(Instructions for the task)
Lines from the entries below that hold "white" form the answer; copy all of them.

(Dataset entries)
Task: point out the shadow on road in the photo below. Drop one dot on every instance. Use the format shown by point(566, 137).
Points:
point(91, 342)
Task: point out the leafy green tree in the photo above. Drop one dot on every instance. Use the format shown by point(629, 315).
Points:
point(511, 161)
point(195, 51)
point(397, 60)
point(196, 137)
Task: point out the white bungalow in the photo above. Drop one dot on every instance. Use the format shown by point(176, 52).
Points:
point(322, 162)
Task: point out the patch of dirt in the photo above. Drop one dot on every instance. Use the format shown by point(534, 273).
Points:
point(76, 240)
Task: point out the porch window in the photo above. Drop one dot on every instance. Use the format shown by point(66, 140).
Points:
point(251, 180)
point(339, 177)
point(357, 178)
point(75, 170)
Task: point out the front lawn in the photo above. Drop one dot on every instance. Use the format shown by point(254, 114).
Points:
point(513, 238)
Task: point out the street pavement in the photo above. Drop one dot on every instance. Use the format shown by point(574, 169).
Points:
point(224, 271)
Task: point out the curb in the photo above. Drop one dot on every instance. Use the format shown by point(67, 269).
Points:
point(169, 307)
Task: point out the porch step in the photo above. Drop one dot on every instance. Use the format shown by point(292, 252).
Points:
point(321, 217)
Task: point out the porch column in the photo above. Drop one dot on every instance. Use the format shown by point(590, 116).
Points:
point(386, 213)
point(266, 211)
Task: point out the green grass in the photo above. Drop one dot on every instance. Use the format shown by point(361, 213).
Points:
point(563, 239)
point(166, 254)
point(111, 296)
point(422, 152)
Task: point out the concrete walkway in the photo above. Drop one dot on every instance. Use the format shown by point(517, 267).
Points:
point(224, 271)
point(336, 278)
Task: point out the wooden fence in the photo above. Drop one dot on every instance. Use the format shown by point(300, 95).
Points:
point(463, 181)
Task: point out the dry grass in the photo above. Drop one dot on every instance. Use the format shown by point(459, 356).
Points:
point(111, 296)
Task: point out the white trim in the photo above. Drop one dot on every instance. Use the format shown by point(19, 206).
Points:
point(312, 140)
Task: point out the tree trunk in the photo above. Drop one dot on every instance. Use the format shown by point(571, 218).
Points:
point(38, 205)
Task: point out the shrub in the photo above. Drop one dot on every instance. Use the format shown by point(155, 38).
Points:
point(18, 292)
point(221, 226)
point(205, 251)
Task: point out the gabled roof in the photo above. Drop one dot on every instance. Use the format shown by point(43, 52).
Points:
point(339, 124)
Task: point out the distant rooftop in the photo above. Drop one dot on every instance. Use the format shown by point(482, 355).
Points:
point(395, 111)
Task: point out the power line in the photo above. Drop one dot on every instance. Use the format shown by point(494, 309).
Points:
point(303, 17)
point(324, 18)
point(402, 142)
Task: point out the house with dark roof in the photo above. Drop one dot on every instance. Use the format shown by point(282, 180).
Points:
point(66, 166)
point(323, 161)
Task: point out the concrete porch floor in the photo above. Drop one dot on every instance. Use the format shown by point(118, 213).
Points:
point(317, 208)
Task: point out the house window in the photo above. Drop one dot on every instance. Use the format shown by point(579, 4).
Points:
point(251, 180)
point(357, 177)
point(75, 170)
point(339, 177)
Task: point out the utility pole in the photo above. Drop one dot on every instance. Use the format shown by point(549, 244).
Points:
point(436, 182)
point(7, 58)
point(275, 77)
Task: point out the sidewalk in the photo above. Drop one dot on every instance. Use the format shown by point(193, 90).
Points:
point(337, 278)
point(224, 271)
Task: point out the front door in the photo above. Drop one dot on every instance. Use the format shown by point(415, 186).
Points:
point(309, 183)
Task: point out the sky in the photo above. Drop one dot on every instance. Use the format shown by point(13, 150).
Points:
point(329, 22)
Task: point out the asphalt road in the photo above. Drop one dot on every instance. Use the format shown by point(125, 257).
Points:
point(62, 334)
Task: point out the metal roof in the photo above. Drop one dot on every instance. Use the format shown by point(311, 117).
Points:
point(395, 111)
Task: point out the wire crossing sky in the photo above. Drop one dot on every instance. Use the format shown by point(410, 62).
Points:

(Result of the task)
Task: point out the white bungalow in the photo above. Drop one dot on every instance. Use the format shown by point(176, 52).
Task: point out the white trim in the photo above. Drop one dot on every instance. Use the format shown by point(19, 206).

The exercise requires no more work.